**TASK OBJECTIVE:** Transcribe the following records exactly, images excluded.

**AVAILABLE RECORDS:**
--------------------------------------------------

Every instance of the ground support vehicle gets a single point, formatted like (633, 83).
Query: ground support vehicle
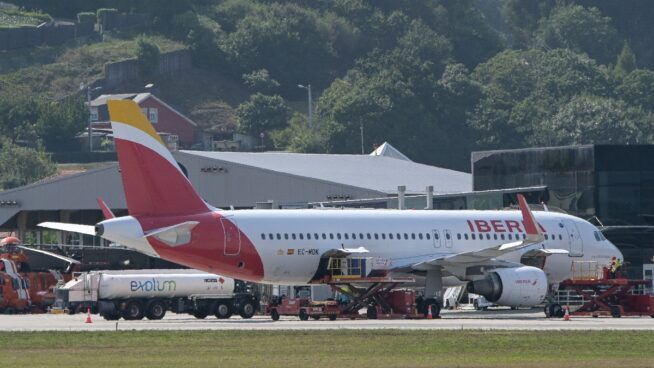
(303, 308)
(134, 294)
(611, 297)
(375, 292)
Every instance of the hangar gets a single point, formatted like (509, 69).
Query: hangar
(224, 179)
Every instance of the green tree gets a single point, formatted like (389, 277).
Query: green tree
(20, 165)
(581, 30)
(596, 120)
(637, 88)
(260, 81)
(147, 56)
(523, 88)
(60, 121)
(626, 62)
(262, 114)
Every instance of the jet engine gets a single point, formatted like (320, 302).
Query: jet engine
(520, 286)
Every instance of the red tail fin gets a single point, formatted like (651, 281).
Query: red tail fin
(154, 183)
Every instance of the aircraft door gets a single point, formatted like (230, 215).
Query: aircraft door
(437, 238)
(232, 242)
(574, 239)
(648, 274)
(448, 238)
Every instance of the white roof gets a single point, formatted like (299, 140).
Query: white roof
(379, 173)
(389, 151)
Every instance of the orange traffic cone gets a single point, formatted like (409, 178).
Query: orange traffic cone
(88, 316)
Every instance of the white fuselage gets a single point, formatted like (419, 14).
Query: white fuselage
(291, 242)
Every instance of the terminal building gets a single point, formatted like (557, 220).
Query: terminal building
(609, 185)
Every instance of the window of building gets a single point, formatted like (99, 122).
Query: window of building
(94, 114)
(153, 115)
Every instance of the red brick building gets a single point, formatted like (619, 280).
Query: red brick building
(176, 130)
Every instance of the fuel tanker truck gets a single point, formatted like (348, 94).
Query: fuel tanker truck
(134, 294)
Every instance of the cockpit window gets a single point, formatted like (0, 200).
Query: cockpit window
(599, 236)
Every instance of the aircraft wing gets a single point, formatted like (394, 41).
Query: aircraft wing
(481, 257)
(73, 228)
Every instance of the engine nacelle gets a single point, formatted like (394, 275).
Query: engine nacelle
(520, 286)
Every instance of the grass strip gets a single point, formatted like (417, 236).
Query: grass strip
(342, 348)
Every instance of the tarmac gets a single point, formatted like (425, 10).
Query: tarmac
(497, 319)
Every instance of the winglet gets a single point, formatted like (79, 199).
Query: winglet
(106, 212)
(527, 217)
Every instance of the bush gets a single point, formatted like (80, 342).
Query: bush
(147, 55)
(87, 17)
(106, 17)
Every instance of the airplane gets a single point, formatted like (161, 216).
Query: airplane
(512, 257)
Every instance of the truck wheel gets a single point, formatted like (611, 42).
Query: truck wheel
(223, 311)
(156, 310)
(371, 312)
(133, 311)
(111, 316)
(247, 310)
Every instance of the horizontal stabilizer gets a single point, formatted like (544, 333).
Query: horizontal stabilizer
(188, 225)
(73, 228)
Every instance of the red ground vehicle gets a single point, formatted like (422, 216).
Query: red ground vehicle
(21, 288)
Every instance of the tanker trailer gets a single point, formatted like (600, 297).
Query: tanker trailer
(133, 294)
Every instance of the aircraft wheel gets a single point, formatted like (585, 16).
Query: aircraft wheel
(223, 311)
(133, 311)
(371, 312)
(556, 310)
(156, 310)
(247, 310)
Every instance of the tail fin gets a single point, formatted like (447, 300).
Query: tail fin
(154, 184)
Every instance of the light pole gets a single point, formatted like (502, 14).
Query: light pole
(308, 88)
(88, 88)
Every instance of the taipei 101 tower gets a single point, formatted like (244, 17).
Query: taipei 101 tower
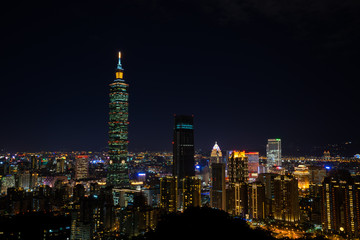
(118, 174)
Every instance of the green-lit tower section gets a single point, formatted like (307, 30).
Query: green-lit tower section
(118, 174)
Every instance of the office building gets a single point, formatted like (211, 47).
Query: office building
(60, 165)
(268, 180)
(191, 192)
(81, 167)
(302, 174)
(218, 191)
(183, 147)
(118, 173)
(216, 154)
(286, 199)
(253, 165)
(238, 175)
(340, 204)
(169, 194)
(237, 165)
(257, 201)
(273, 152)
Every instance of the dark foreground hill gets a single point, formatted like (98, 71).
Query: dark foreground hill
(204, 223)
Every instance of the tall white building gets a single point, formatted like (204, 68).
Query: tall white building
(82, 167)
(273, 153)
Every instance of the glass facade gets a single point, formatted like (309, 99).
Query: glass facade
(273, 152)
(118, 175)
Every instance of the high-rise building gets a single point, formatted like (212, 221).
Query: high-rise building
(168, 194)
(340, 204)
(257, 201)
(218, 191)
(302, 174)
(237, 165)
(183, 147)
(216, 154)
(82, 167)
(191, 192)
(273, 152)
(118, 173)
(268, 180)
(217, 175)
(286, 199)
(60, 165)
(253, 165)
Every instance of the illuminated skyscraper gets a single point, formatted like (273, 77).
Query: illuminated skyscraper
(238, 180)
(82, 167)
(340, 204)
(238, 167)
(216, 154)
(273, 152)
(191, 192)
(183, 147)
(257, 201)
(168, 194)
(118, 174)
(286, 199)
(253, 165)
(218, 191)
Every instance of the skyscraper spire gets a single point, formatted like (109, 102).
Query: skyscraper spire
(119, 67)
(118, 173)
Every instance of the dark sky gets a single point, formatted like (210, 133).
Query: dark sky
(248, 70)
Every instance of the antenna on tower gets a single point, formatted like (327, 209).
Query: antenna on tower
(119, 63)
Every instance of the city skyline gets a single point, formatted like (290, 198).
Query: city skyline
(264, 76)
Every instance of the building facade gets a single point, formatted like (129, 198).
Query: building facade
(273, 152)
(286, 199)
(183, 147)
(340, 204)
(118, 173)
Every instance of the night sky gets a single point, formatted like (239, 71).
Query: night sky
(248, 70)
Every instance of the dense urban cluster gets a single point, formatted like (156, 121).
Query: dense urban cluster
(303, 197)
(120, 195)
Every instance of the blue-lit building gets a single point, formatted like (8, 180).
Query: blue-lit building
(118, 173)
(183, 147)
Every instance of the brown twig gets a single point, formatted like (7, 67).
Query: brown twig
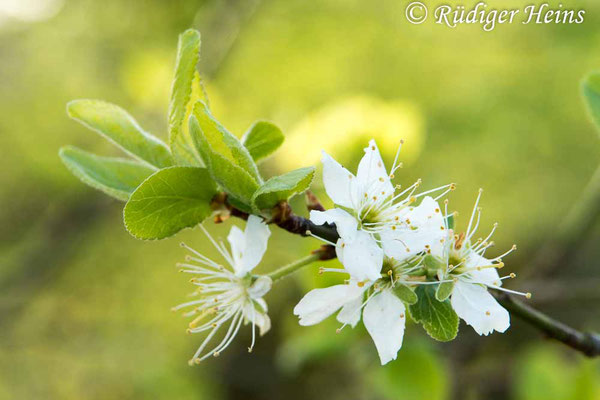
(585, 342)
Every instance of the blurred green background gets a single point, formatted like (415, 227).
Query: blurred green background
(84, 308)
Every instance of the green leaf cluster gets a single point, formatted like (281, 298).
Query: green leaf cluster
(171, 187)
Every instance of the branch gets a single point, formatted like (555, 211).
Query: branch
(585, 342)
(580, 220)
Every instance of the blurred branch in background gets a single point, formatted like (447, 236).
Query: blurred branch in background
(565, 242)
(585, 342)
(56, 234)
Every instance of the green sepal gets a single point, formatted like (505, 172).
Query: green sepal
(405, 293)
(444, 290)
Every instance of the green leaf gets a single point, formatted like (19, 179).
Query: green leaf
(115, 124)
(438, 318)
(168, 201)
(405, 293)
(262, 139)
(117, 177)
(222, 142)
(282, 187)
(186, 90)
(220, 161)
(444, 290)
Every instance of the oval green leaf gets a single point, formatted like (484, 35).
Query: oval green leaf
(116, 125)
(168, 201)
(117, 177)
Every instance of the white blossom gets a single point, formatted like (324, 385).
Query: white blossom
(228, 296)
(462, 261)
(383, 313)
(371, 218)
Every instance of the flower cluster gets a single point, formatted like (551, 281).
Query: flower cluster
(228, 296)
(389, 245)
(392, 240)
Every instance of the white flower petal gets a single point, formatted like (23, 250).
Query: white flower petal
(350, 313)
(264, 325)
(260, 287)
(256, 237)
(339, 182)
(362, 257)
(345, 223)
(319, 304)
(371, 174)
(479, 309)
(384, 317)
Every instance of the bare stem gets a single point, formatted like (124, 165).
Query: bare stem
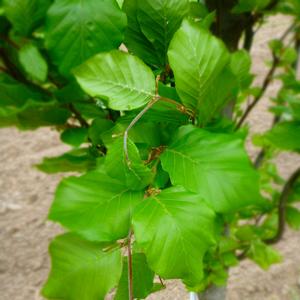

--------------------------------------------------

**TASK SOLUTION:**
Every instance of the ground support vehicle gets a single point, formatted like (633, 83).
Query: ground support vehicle
(303, 308)
(134, 294)
(611, 297)
(375, 292)
Every instance of the hangar gets a single point, formatted like (509, 69).
Query: hangar
(224, 179)
Every instance of the green tree gets a single point, formatted like (389, 277).
Query: green tree
(20, 165)
(581, 30)
(596, 120)
(637, 88)
(260, 81)
(147, 56)
(523, 88)
(60, 121)
(626, 62)
(262, 114)
Every instance of the jet engine gets a single point, formatted like (320, 302).
Query: jet engine
(520, 286)
Every instance of the red tail fin gets a single point, formatted like (651, 281).
Query: red tail fin
(154, 183)
Every instance of the aircraft door gets a single point, formatted like (230, 215).
Query: aircraft door
(437, 238)
(232, 242)
(574, 239)
(648, 274)
(448, 238)
Every instance of the white roof gets a single point, formatted like (299, 140).
Query: white roof
(379, 173)
(389, 151)
Every instance of the orange traffic cone gets a single point, formatted like (409, 178).
Query: orange traffic cone
(88, 316)
Every instance of the white fuselage gets a single point, formatted like (419, 14).
Query: white fuselage
(291, 242)
Every instance of the terminal building gets a single point, formatted like (557, 220).
Query: terminal building
(609, 185)
Every instance of the window of building gets a single point, formatted like (99, 122).
Query: window of building
(94, 114)
(153, 115)
Every instance of the red brick building gets a single point, formatted like (619, 280).
Query: red brick building
(176, 130)
Every instance of the fuel tanker truck gets a single point, formatted like (348, 94).
Query: fuel tanker truck
(134, 294)
Every instance of the cockpit window gets a single point, formatted like (0, 200).
Query: cockpit window
(599, 236)
Every instance of the aircraft wing gets a single point, formatted like (394, 41).
Query: aircraft wing
(481, 257)
(73, 228)
Every instance of the engine nacelle gets a single point, formatted like (394, 275).
Query: engine nacelle
(520, 286)
Every instance of the grass strip gets a single point, formatted like (417, 236).
Query: grass strip
(342, 348)
Every instance of the tarmac gets a single point, formatted like (425, 10).
Query: tarmac
(497, 319)
Every instance of the winglet gets a single point, formatted like (79, 199).
Query: winglet
(106, 212)
(527, 217)
Every instance of the bush gets a single point, formatted like (80, 342).
Query: bush
(147, 55)
(87, 17)
(106, 17)
Every instance of the airplane gets a single point, formatted like (161, 216).
Query: airplane
(512, 257)
Every instance of the truck wheel gets a single point, formatted like (611, 42).
Query: truck wheel
(223, 311)
(156, 310)
(371, 312)
(133, 311)
(111, 316)
(247, 310)
Every instance of the horizontal stabilizer gets a single point, formatted like (544, 333).
Query: horizontal stabilizer
(188, 225)
(73, 228)
Every instance of the red ground vehicle gets a single point, formatted like (422, 216).
Query: red ground vehicle
(21, 288)
Every instance of the tanker trailer gets a single point, formatted like (600, 297).
Query: tanker trailer
(133, 294)
Every instance of the aircraft wheel gets a single point, formatted like (585, 16).
Query: aircraft wheel
(223, 311)
(133, 311)
(371, 312)
(556, 310)
(156, 310)
(247, 310)
Every instance of the tail fin gets a single point, formatted like (447, 300).
Query: tail fin
(154, 184)
Every instance of the light pole gets a single point, formatted like (502, 14).
Query: light pole
(308, 88)
(88, 88)
Every instance of the taipei 101 tower gets a single point, formatted like (244, 17).
Query: taipei 101 tower
(118, 174)
Every instance of the green-lit tower section gets a single point, formatted like (307, 30).
Query: green-lit tower section
(118, 174)
Every instance of the office building gets a single point, formatted like (211, 47).
Query: office building
(60, 165)
(268, 180)
(191, 192)
(81, 167)
(302, 174)
(218, 191)
(183, 147)
(118, 173)
(216, 154)
(286, 199)
(253, 165)
(238, 175)
(340, 204)
(169, 194)
(237, 165)
(257, 201)
(273, 152)
Every instance of the dark foreground hill gets a single point, formatted like (98, 71).
Query: dark foreground hill
(204, 223)
Every instance of the tall white building gets a single point, formatted like (204, 68).
Query: tall white building
(82, 167)
(273, 153)
Every instance of the glass facade gets a single point, formatted like (309, 99).
Query: glass facade
(273, 152)
(118, 175)
Every instance of the high-rise building gets a single point, formatted like (212, 221).
Query: high-rise building
(168, 194)
(340, 204)
(257, 201)
(218, 191)
(302, 174)
(237, 165)
(183, 147)
(216, 154)
(82, 167)
(191, 192)
(273, 152)
(118, 173)
(268, 180)
(217, 175)
(286, 199)
(60, 165)
(253, 165)
Every instance of the illuminated skyscraper gets a single point, formatted like (273, 77).
Query: illuminated skyscraper
(238, 180)
(82, 167)
(340, 204)
(238, 167)
(216, 154)
(273, 152)
(191, 192)
(183, 147)
(257, 201)
(168, 194)
(118, 174)
(286, 199)
(253, 165)
(218, 191)
Every instance of the skyscraper spire gets a single point, formatted like (109, 102).
Query: skyscraper spire
(119, 67)
(118, 173)
Every instance of the dark sky gets a single point, formatted like (210, 133).
Query: dark sky
(248, 70)
Every instance of the antenna on tower gets a single point, formatted like (327, 209).
Query: antenna on tower
(119, 63)
Every instance of the city skyline gets a single point, formatted like (290, 198).
Query: city skyline
(264, 76)
Every instance of the building facade gets a single point, formatted like (129, 198).
Query: building facade
(273, 152)
(286, 199)
(183, 147)
(340, 204)
(118, 173)
Every instance of the night sky gets a single point, formatted like (239, 71).
Query: night sky
(248, 70)
Every instance of the dense urban cluster gets a single point, formatted like (156, 121).
Query: dense urban cluster
(303, 197)
(120, 195)
Every instance of the blue-lit building gets a single point, formatted like (8, 180).
Query: blue-lit building
(118, 173)
(183, 147)
Every instance of the brown twig gets a single point, formatted like (7, 67).
Query: brown twig
(585, 342)
Every instance of the blurred green background gets a single point, formatted like (415, 227).
Query: blurred green background
(84, 308)
Every instance of the green leaf cluster gets a single point, formatted like (281, 298).
Query: green leaf cluster
(171, 187)
Every instance of the branch gets a single point, formatted like (555, 211).
Query: branch
(585, 342)
(580, 220)
Every instance of the blurred branch in background gets a single point, formatted like (447, 236).
Query: blurred branch in background
(565, 242)
(585, 342)
(56, 234)
Every instance of the green sepal gets a single point, formatted like (505, 172).
Query: green sepal
(405, 293)
(444, 290)
Every instance of the green leaf gets a single point, formatted like (19, 179).
Query: green leaf
(115, 124)
(438, 318)
(168, 201)
(405, 293)
(262, 139)
(117, 177)
(222, 142)
(282, 187)
(186, 90)
(220, 161)
(444, 290)
Every instance of the oval green leaf gets a single point, formatted like (484, 35).
Query: oval green leaf
(116, 125)
(168, 201)
(117, 177)
Every instance of the white blossom gets a single point, formatted like (324, 385).
Query: white blossom
(228, 296)
(462, 261)
(383, 313)
(371, 218)
Every instance of the flower cluster gets a single point, formatted like (551, 281).
Query: flower cluster
(228, 296)
(389, 245)
(392, 240)
Every instance of the white flower petal gets a single point, formatted like (23, 250).
Query: white flower petal
(350, 313)
(264, 325)
(260, 287)
(256, 237)
(339, 182)
(362, 257)
(345, 223)
(319, 304)
(371, 174)
(479, 309)
(384, 317)
Every instance of the bare stem gets a single point, formatted like (124, 165).
Query: bare stem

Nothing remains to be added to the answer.